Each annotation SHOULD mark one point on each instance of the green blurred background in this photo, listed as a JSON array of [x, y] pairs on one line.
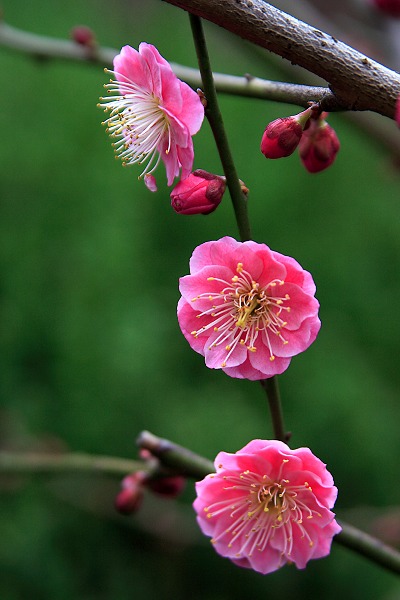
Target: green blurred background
[[91, 352]]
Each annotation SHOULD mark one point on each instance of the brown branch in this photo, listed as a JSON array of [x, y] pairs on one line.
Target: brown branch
[[358, 82]]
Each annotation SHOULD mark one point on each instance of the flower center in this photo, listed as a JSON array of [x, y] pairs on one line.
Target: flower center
[[256, 506], [241, 311], [138, 123]]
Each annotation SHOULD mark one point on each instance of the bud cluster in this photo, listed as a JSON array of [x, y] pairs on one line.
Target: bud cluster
[[317, 142]]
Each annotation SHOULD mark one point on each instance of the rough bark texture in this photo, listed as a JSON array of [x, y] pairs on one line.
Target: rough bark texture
[[358, 82]]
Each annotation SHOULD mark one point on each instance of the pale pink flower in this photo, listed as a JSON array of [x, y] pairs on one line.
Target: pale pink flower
[[153, 115], [268, 505], [247, 309]]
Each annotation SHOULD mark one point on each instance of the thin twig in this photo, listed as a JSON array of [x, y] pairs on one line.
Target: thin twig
[[214, 116], [275, 407]]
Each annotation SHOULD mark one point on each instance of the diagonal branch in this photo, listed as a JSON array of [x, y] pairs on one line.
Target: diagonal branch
[[358, 82]]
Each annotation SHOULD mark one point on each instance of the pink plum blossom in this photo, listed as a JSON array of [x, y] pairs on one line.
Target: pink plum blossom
[[153, 115], [246, 308], [268, 505]]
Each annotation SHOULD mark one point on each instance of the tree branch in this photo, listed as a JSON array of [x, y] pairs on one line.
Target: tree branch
[[358, 82], [179, 460], [43, 47]]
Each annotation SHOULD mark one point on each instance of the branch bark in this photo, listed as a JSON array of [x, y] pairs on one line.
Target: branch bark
[[358, 82]]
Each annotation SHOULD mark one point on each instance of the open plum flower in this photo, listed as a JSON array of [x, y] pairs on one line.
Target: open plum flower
[[153, 115], [268, 505], [246, 308]]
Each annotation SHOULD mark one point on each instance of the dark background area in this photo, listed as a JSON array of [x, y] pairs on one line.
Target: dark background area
[[91, 352]]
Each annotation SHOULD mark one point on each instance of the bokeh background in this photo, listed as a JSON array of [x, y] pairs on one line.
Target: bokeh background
[[91, 352]]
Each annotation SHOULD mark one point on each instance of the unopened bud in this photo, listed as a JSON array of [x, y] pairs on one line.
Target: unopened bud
[[83, 36], [200, 193], [389, 7], [170, 487], [318, 146], [130, 498], [282, 136]]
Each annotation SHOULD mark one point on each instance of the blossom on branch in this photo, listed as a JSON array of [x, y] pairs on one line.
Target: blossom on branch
══════════
Can you print the listing word for word, starting at the line containing "of the pink" and running through its last line, with both of those lines included?

**SOLUTION**
Each annotation SHOULD mark one point on each instance of the pink plum blossom in this photo, listed as a JSON array of [x, y] pairs on one line.
Target: pink plum blossom
[[153, 115], [246, 308], [268, 505]]
Each annotation SHOULD mark one point on each instance of the tree branch in this photo, listed as a JSON array of [x, y] pairs on one line.
Target: tree branch
[[358, 82], [179, 460], [43, 47]]
Each annotation SHOULD mark one point on each instance of the branch bark in this photo, listed as a JSON array of [x, y] pairs on one line.
Target: branch bark
[[358, 82]]
Each annotation SHOULD mark one point on each instance of the open plum flower in this photo, listed as a JSON array of [x, y] pairs on one line.
Target: open plum flower
[[153, 115], [268, 505], [246, 308]]
Each annotation SHOULD mark one point on each instance of the dark background area in this photo, listed as a JSON array of [x, y] pairs on one line.
Target: dark background area
[[91, 352]]
Each annotation SHOULD mark one point on each instance of the bokeh background in this photo, listed as a JSON array of [x, y] pairs on one line.
Target: bokeh background
[[91, 352]]
Each annotation SHOULD mark one point on each instance of the unopened bud in this photo, listed as a JSON array of [x, y] pairs on one line.
Target: unopened bud
[[83, 36], [200, 193], [389, 7], [170, 487], [318, 146], [130, 498], [282, 136]]
Each annotation SHOULD mark one point on each instance of the blossom on branch in this photo, listed as a JSON array of [x, y] pairs on one line.
Target: blossom on branch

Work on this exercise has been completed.